• Exercise text
+++

Here we explain how to construct a prediction model using a generalised version of Ridge Regression. These instructions assume you are analysing individual-level data (if instead you are analysing summary statistics, you should use MegaPRS). Further, they require that you have already estimated Per-Predictor Heritabilities.
Always read the screen output, which suggests arguments and estimates memory usage.
_ _ _ _ _ _ _ _ _ _ _ _ _ _ _ _ _ _ _ _ _ _ _ _ _ _ _ _ _ _ _ _ _ _ _ _ _ _ _ _ _ _ _ _ _ _
The main argument is --ridge <outfile>.
This requires the options
--bfile <datastem> or --speed <datastem> - to specify the genetic data files (see File Formats). If your genetic data are in a different format, you should first Make Data.
--pheno <phenofile> - to specify phenotypes (in PLINK format). Samples without a phenotype will be excluded. If <phenofile> contains more than one phenotype, specify which should be used with --mpheno <integer>.
--ind-hers <indhersfile> - to specify the per-predictor heritabilities. <indhersfile> should have two columns, providing predictor names then estimated heritabilities.
--cv-proportion <float> - to specify the fraction of samples used for testing different parameters of the prior distribution. We suggest using --cv-proportion 0.1, so that models are trained using 90% of samples (picked at random), then tested using the remaining 10%. If you prefer to specify the test samples you should instead use --cv-samples <cvsampsfile>, while to turn off cross-validation, you should instead use --skip-cv YES (LDAK will then output multiple models, each trained using 100% of samples).
You can use --keep <keepfile> and/or --remove <removefile> to restrict to a subset of samples, and --extract <extractfile> and/or --exclude <excludefile> to restrict to a subset of predictors (for more details, see Data Filtering).
You can use --covar <covarfile> to provide covariates (in PLINK format); the phenotype will be regressed on these prior to estimating effect sizes. If the data contains predictors that are definitely associated with the phenotype, you can specify these using --top-preds <toppredslist>. These predictors will be treated as fixed effects (their effect sizes will be estimated when the phenotype is regressed on the regular covariates), instead of as random effects (like regular predictors).
If LDAK fails to complete due to time, it can be resumed by rerunning the command adding --restart YES.
The estimated prediction model is saved in <outfile>.effects. Usually, this file has five columns, providing the predictor name, its A1 and A2 alleles, the average number of A1 alleles, then its estimated effect (relative to the A1 allele). If you used --skip-cv YES, there will be effect sizes for each of the different prior parameters. This file is ready to be used for Calculating Scores (i.e., to predict the phenotypes of new samples).
_ _ _ _ _ _ _ _ _ _ _ _ _ _ _ _ _ _ _ _ _ _ _ _ _ _ _ _ _ _ _ _ _ _ _ _ _ _ _ _ _ _ _ _ _ _
Example:
Here we use the binary PLINK files human.bed, human.bim and human.fam, and the phenotype quant.pheno from the Test Datasets. We also use the file ldak.thin.ind.hers, created in the example for Per-Predictor Heritabilities. This contains estimates of the heritability contributed by each predictor, obtained assuming the LDAK-Thin Model (note that we normally recommend using the BLD-LDAK Model, but as this is only an example, we use the simpler model).
_ _ _ _ _ _ _ _ _ _ _ _ _ _ _ _
We construct a ridge regression model by running the command
./ldak.out --ridge ridge --pheno quant.pheno --bfile human --ind-hers ldak.thin.ind.hers --cv-proportion .1
The estimated effect sizes are saved in ridge.effects.

+++

• Work task
Decide whether each statement below agrees with the ridge regression instructions, answering yes or no and quoting the words of the text that settle it.
1. Samples that have no phenotype are kept in the analysis.
2. The file of per-predictor heritabilities needs two columns.
3. With --skip-cv YES, LDAK outputs one model trained on 90% of samples.

+++

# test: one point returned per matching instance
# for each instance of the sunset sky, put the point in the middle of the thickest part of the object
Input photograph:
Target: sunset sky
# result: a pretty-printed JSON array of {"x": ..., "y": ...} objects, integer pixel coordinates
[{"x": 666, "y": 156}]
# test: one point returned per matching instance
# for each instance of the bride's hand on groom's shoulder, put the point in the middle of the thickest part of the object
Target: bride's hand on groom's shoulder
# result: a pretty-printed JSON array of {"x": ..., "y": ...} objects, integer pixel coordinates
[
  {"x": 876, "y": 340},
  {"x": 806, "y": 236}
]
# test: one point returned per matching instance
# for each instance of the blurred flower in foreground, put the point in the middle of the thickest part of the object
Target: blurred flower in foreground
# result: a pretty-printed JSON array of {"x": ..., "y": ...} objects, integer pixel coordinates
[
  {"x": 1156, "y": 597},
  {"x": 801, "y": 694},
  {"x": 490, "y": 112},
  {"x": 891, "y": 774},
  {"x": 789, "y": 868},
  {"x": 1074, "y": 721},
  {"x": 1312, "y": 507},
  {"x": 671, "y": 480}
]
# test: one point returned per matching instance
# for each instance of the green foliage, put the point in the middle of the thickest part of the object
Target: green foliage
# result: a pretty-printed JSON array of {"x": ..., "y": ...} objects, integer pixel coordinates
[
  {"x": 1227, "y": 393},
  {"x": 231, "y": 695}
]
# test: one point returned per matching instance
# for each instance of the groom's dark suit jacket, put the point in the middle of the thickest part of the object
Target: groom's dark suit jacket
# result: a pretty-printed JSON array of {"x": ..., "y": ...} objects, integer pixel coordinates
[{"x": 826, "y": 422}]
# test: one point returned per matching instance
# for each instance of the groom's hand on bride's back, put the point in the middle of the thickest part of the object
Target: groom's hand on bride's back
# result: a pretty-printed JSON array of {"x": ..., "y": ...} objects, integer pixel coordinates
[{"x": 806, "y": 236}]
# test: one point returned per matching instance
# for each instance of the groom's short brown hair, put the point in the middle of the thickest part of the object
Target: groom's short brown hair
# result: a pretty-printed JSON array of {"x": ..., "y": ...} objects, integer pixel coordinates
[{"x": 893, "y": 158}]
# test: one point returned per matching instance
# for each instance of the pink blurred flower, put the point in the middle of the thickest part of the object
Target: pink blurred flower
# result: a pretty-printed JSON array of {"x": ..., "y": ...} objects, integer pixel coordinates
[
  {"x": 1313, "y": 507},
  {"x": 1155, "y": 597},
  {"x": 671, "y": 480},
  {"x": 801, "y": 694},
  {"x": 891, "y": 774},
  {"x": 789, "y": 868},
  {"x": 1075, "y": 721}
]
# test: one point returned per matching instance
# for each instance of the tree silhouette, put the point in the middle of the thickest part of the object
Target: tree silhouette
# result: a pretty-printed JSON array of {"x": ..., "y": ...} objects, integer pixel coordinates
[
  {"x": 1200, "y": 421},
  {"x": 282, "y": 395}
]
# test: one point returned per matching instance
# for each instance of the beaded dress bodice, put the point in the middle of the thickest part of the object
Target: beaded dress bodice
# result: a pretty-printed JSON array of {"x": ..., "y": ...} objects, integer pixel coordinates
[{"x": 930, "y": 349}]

+++

• Final answer
1. No: "Samples without a phenotype will be excluded."
2. Yes: "<indhersfile> should have two columns, providing predictor names then estimated heritabilities."
3. No: "LDAK will then output multiple models, each trained using 100% of samples"